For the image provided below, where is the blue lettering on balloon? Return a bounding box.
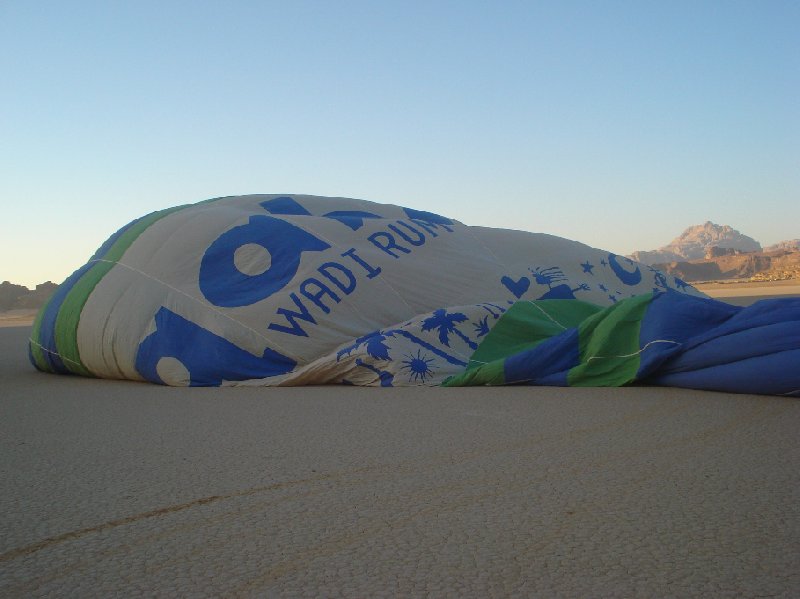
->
[136,306,297,387]
[300,277,342,314]
[367,231,411,258]
[200,216,331,308]
[267,291,317,337]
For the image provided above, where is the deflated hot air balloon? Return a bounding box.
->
[30,195,800,394]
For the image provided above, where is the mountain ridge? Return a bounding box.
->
[629,221,764,265]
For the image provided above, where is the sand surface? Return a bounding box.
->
[0,327,800,597]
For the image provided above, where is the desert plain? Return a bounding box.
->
[0,285,800,597]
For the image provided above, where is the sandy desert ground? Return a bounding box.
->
[0,288,800,597]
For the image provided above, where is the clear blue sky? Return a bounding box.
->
[0,0,800,286]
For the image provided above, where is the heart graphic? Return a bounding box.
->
[500,277,531,299]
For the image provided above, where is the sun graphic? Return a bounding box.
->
[400,349,434,383]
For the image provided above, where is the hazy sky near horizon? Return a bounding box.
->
[0,0,800,287]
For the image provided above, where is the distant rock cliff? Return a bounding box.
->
[630,221,761,264]
[0,281,58,310]
[764,239,800,252]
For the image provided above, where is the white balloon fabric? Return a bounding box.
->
[30,195,701,386]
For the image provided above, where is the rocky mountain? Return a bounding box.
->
[630,221,761,264]
[0,281,58,310]
[654,250,800,283]
[764,239,800,252]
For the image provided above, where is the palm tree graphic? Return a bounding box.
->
[422,308,478,349]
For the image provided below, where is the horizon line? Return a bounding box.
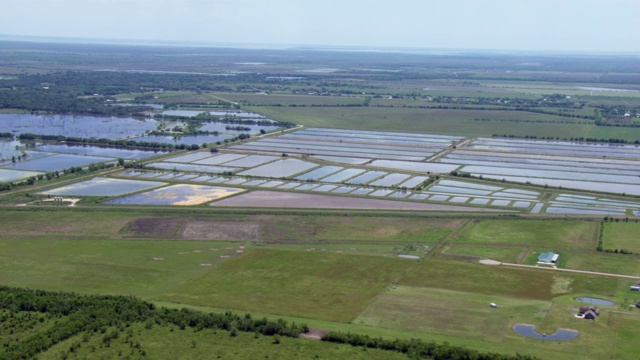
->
[0,34,640,56]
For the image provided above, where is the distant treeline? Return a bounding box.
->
[0,286,309,359]
[18,133,251,150]
[491,134,640,144]
[0,286,535,360]
[322,332,535,360]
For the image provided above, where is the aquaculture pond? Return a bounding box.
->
[513,324,578,341]
[42,177,166,196]
[129,134,235,146]
[239,159,318,178]
[576,296,616,306]
[0,114,157,139]
[295,166,343,181]
[371,160,460,173]
[218,154,279,167]
[0,154,115,171]
[105,184,244,206]
[36,144,166,160]
[147,162,238,174]
[198,122,278,135]
[0,139,22,160]
[0,169,42,183]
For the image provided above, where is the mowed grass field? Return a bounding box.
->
[442,220,640,276]
[243,106,640,141]
[354,286,551,342]
[450,220,600,249]
[602,222,640,253]
[161,249,415,322]
[0,209,640,359]
[32,320,407,360]
[0,237,241,300]
[263,216,463,243]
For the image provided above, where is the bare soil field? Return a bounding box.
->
[121,217,184,238]
[180,220,262,240]
[211,191,500,212]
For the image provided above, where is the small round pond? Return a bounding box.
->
[576,296,616,306]
[398,254,420,260]
[513,324,578,341]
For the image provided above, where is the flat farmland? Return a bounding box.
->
[255,216,463,243]
[602,222,640,253]
[398,256,629,305]
[161,249,415,322]
[0,239,240,299]
[246,107,640,141]
[450,220,600,249]
[214,93,364,107]
[354,286,551,342]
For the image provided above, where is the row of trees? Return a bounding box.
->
[0,286,309,359]
[322,332,535,360]
[491,134,640,145]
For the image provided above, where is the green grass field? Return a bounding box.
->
[450,220,600,249]
[0,236,240,299]
[30,321,406,360]
[0,209,640,359]
[399,256,629,300]
[603,222,640,253]
[161,249,415,322]
[354,286,551,342]
[243,106,640,141]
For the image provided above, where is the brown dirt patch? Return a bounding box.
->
[180,220,261,240]
[300,329,329,340]
[121,217,183,238]
[211,190,510,212]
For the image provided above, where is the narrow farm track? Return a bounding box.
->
[488,262,640,280]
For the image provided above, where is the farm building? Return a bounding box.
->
[538,252,560,264]
[577,306,600,320]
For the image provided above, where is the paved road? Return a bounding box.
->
[481,260,640,280]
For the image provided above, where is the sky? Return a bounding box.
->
[0,0,640,54]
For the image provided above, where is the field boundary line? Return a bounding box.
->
[500,262,640,280]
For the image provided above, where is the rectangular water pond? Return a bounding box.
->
[2,154,115,171]
[239,159,318,178]
[193,154,246,165]
[322,169,367,183]
[0,169,41,183]
[163,151,213,163]
[105,184,244,206]
[347,170,387,185]
[224,154,279,167]
[369,173,411,187]
[42,177,166,196]
[37,144,166,160]
[295,166,343,181]
[148,162,238,174]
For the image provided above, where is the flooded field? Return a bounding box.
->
[211,191,496,211]
[42,177,166,196]
[238,159,318,178]
[0,114,157,139]
[0,169,42,183]
[0,154,115,171]
[35,144,166,160]
[105,184,244,206]
[0,139,23,160]
[129,134,235,145]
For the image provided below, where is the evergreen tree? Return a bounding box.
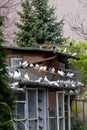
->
####
● **Task directions**
Rewrite the material from the line containing "For the image provided above, where is the farm" through the line containing "[500,262,640,280]", replacing "paved road" with "asphalt road" and leaving everything else unchanged.

● **Answer to this exercise**
For the image provided above, where is the farm building? Return a bounding box.
->
[538,252,560,264]
[577,306,600,320]
For the image provided above, where is the asphalt road? Return a bounding box.
->
[481,260,640,280]
For the image provided above, where is the sky? Return a bounding box.
->
[0,0,640,54]
For the image provided above, where is the field boundary line? Return a bounding box.
->
[500,262,640,280]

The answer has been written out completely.